*** Textauszug
Absoluter Revisionsgrund - nicht vorschriftsmäßige Besetzung des Gerichts - Vergleichsverhandlungen im Rahmen einer mündlichen Verhandlung - zeitweise Abwesenheit eines ehrenamtlichen Richters


Tenor

Auf die Beschwerde der Klägerin wird das Urteil des [X.] vom 28. Januar 2016 - 18 Sa 1738/15 - aufgehoben.

Die Sache wird zur neuen Verhandlung und Entscheidung - auch über die Kosten des Nichtzulassungsbeschwerdeverfahrens - an das [X.] zurückverwiesen.

Der Wert des [X.] wird auf 5.000,00 Euro festgesetzt.
******
*** Vorliegende Daten
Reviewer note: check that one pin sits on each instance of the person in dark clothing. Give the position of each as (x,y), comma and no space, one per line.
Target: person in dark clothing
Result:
******
*** Vorliegende Daten
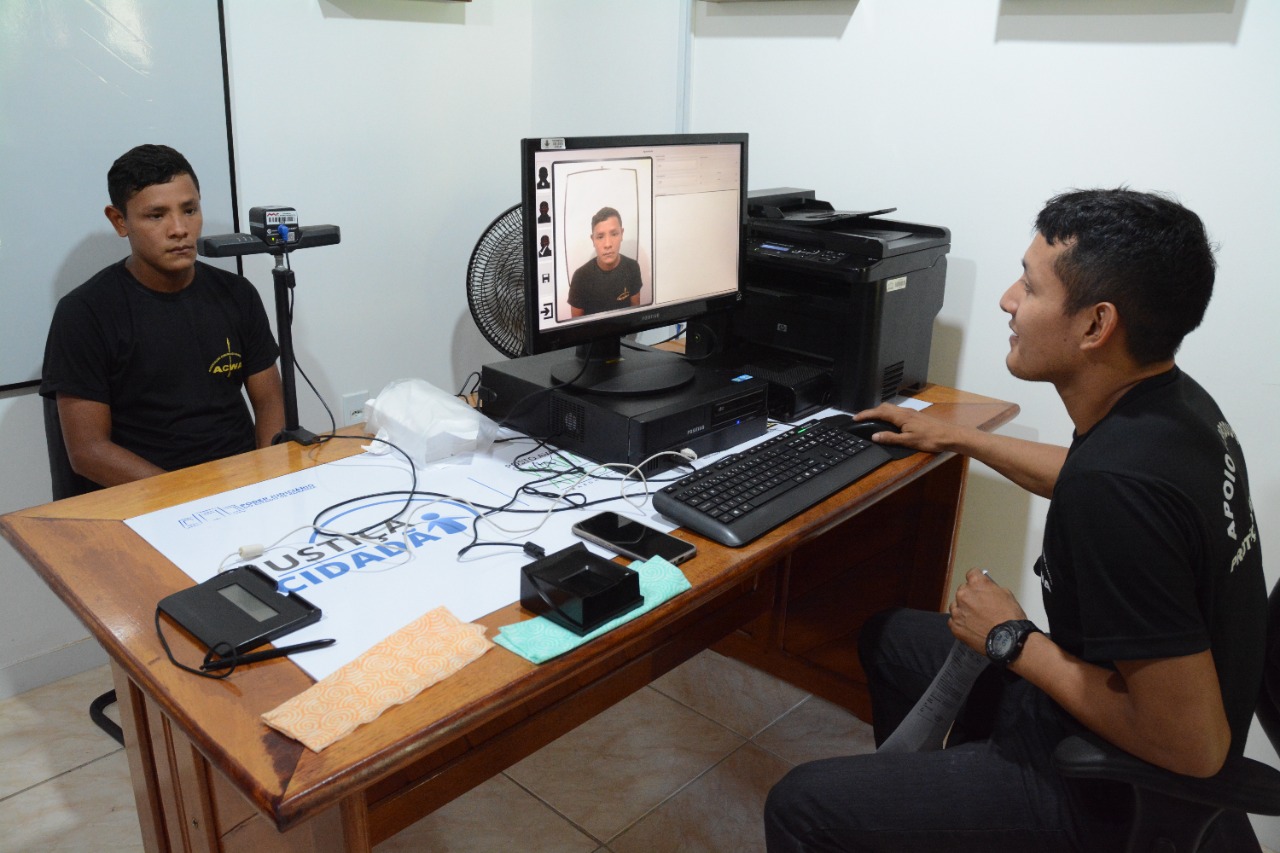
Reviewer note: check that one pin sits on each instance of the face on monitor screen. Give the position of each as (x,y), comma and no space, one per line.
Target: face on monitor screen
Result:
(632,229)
******
__Aufgaben__:
- 1) Gib den Abschnitt des Textauszugs von „Die Sache wird“ bis „auf 5.000,00 Euro festgesetzt.“ wortgetreu wieder.
- 2) Liefere jede Zeile, in der das Wort „Give“ vorkommt. Groß- und Kleinschreibung sind dabei zu beachten.
Der Textauszug und die Zeilen sind voneinander unabhängiges Material.

__Lösungen__:
- 1)
Die Sache wird zur neuen Verhandlung und Entscheidung - auch über die Kosten des Nichtzulassungsbeschwerdeverfahrens - an das [X.] zurückverwiesen.

Der Wert des [X.] wird auf 5.000,00 Euro festgesetzt.

- 2)
Reviewer note: check that one pin sits on each instance of the person in dark clothing. Give the position of each as (x,y), comma and no space, one per line.
Reviewer note: check that one pin sits on each instance of the face on monitor screen. Give the position of each as (x,y), comma and no space, one per line.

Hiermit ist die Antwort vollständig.